§ **Required task**:
Continue the mailing-list reply about the BitmapHeapScan streaming read patches from the point where it stops.

§ **Reading passage**:
◆ ◆ ◆ ◆ ◆
Re: BitmapHeapScan streaming read user and prelim refactoring

From: Melanie Plageman <melanieplageman(at)gmail(dot)com>
To: Tomas Vondra <tomas(dot)vondra(at)enterprisedb(dot)com>
Cc: Thomas Munro <thomas(dot)munro(at)gmail(dot)com>, Heikki Linnakangas <hlinnaka(at)iki(dot)fi>, Andres Freund <andres(at)anarazel(dot)de>, Pg Hackers <pgsql-hackers(at)postgresql(dot)org>, Nazir Bilal Yavuz <byavuz81(at)gmail(dot)com>
Subject: Re: BitmapHeapScan streaming read user and prelim refactoring
Date: 2024-04-06 13:40:11
Message-ID: 20240406134011.hjo3e2336sgcghfp@liskov
Views: Raw Message | Whole Thread | Download mbox | Resend email
Thread:
Lists: pgsql-hackers

On Sat, Apr 06, 2024 at 02:51:45AM +0200, Tomas Vondra wrote:
>
>
> On 4/6/24 01:53, Melanie Plageman wrote:
> > On Fri, Apr 05, 2024 at 04:06:34AM -0400, Melanie Plageman wrote:
> >> On Thu, Apr 04, 2024 at 04:35:45PM +0200, Tomas Vondra wrote:
> >>> On 4/4/24 00:57, Melanie Plageman wrote:
> >>>> On Sun, Mar 31, 2024 at 11:45:51AM -0400, Melanie Plageman wrote:
> >>> I'd focus on the first ~8-9 commits or so for now, we can commit more if
> >>> things go reasonably well.
> >>
> >> Sounds good. I will spend cleanup time on 0010-0013 tomorrow but would
> >> love to know if you agree with the direction before I spend more time.
> >
> > In attached v16, I've split out 0010-0013 into 0011-0017. I think it is
> > much easier to understand.
> >
>
> Anyway, I've attached it as .tgz in order to not confuse cfbot. All the
> review comments are marked with XXX, so grep for that in the patches.
> There's two separate patches - the first one suggests a code change, so
> it was better to not merge that with your code. The second has just a
> couple XXX comments, I'm not sure why I kept it separate.
>
> A couple review comments:
>
> * I think 0001-0009 are 99% ready to. I reworded some of the commit
> messages a bit - I realize it's a bit bold, considering you're native
> speaker and I'm not. If you could check I didn't make it worse, that
> would be great.

Attached v17 has *only* patches 0001-0009 with these changes. I will
work on applying the remaining patches, addressing feedback, and adding
comments next.
◆ ◆ ◆ ◆ ◆
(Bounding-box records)
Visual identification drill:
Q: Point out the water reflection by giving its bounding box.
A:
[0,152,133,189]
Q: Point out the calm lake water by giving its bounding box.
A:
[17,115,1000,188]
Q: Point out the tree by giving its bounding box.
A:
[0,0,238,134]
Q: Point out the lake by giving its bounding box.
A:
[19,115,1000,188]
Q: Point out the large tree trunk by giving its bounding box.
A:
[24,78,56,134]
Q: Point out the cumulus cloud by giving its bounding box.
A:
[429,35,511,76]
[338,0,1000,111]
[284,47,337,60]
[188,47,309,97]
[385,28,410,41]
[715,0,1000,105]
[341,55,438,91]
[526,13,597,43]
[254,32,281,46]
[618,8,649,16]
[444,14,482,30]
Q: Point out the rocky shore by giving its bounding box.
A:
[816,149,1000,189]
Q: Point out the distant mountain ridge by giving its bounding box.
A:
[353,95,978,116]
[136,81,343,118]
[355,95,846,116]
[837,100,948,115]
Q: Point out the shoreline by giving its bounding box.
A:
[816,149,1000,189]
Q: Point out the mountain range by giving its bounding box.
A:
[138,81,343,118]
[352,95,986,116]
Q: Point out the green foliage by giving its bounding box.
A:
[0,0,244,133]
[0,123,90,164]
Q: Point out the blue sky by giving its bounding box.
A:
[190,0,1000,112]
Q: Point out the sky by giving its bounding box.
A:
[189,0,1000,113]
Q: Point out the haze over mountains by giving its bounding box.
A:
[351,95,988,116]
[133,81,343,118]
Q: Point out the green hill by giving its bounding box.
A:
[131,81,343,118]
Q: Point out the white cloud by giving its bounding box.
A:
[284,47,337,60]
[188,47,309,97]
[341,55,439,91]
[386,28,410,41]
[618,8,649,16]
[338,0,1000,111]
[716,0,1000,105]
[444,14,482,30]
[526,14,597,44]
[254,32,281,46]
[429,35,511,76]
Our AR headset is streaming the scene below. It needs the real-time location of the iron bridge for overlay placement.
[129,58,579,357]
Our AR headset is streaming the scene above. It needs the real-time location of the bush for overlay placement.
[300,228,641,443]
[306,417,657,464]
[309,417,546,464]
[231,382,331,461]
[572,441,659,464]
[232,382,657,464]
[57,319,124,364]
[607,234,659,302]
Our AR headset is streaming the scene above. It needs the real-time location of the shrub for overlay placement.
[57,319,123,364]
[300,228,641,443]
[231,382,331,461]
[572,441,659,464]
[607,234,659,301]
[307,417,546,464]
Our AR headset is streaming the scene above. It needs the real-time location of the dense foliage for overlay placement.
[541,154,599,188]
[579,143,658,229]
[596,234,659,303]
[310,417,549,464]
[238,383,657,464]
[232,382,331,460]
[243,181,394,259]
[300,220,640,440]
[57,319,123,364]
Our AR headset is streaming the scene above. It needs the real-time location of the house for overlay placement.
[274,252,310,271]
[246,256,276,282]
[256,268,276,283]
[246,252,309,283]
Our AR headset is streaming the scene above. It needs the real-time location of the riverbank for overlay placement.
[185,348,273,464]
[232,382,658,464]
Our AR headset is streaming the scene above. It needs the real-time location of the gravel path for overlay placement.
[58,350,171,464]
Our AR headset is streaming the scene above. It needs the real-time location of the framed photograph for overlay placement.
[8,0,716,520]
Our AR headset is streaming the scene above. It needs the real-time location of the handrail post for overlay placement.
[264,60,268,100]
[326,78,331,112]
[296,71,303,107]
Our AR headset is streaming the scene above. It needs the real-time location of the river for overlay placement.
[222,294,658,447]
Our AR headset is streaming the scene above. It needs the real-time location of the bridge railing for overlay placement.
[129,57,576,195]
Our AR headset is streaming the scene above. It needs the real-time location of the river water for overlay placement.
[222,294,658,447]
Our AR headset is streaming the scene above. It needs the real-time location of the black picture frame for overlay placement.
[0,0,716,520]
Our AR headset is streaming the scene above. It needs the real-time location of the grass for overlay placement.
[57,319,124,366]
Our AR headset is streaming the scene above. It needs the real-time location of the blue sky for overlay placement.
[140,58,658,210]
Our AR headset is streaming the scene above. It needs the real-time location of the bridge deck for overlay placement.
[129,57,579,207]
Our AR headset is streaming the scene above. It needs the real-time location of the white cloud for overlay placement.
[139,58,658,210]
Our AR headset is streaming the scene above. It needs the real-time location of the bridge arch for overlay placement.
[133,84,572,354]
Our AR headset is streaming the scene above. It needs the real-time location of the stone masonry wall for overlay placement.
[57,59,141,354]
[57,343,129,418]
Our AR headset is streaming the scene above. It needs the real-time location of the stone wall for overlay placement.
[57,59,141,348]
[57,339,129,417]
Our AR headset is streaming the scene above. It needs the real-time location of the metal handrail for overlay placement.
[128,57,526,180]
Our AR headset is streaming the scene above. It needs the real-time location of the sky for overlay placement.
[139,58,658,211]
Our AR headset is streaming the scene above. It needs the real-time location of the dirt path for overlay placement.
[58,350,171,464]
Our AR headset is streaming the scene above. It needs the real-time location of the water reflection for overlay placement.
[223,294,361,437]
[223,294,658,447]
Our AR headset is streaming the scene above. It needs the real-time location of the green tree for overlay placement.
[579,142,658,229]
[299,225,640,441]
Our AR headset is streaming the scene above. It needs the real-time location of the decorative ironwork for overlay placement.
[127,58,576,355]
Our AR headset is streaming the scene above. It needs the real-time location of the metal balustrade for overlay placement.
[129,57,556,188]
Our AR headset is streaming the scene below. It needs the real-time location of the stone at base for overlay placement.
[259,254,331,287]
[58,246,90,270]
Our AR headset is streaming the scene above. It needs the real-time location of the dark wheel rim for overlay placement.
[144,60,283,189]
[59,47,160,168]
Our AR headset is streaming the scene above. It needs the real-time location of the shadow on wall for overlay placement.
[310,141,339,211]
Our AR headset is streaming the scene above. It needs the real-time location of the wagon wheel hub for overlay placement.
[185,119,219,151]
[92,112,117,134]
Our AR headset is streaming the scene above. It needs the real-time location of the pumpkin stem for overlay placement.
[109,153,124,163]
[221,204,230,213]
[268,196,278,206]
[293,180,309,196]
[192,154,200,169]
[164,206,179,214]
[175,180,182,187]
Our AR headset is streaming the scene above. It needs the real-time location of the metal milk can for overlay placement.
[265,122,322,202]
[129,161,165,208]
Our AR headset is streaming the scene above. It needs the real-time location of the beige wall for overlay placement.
◆ ◆ ◆ ◆ ◆
§ **Task result**:
I have reviewed and incorporated all of your feedback on these patches.
Attached v17 is your exact patches with 1 or 2 *very* slight tweaks to
commit messages (comma splice removal and single word adjustments) as
well as the changes listed below:

I have changed the following:

- 0003 added an assert that rs_empty_tuples_pending is 0 on rescan and
endscan

- 0004 (your 0005)-- I followed up with Tom, but for now I have just
removed the XXX and also reworded the message a bit

- 0006 (your 0007) fixed up the variable name (you changed valid ->
valid_block but it had gotten changed back)

I have open questions on the following:

- 0003: should it be SO_NEED_TUPLES and need_tuples (instead of
SO_NEED_TUPLE and need_tuple)?

- 0009 (your 0010)
- Should I mention in the commit message that we added blockno and
pfblockno in the BitmapHeapScanState only for validation or is that
too specific?

- Should I mention that a future (imminent) commit will remove the
iterators from TableScanDescData and put them in HeapScanDescData? I
imagine folks don't want those there, but it is easier for the
progression of commits to put them there first and then move them

- I'm worried this comment is vague and or potentially not totally
correct. Should we remove it? I don't think we have conclusive proof
that this is true.
/*
* Adjusting the prefetch iterator before invoking
* table_scan_bitmap_next_block() keeps prefetch distance higher across
* the parallel workers.
*/

> * I'm not sure extra_flags is the right way to pass the flag in 0003.
> The "extra_" name is a bit weird, and no other table AM functions do it
> this way and pass explicit bool flags instead. So my first "review"
> commit does it like that. Do you agree it's better that way?

Yes.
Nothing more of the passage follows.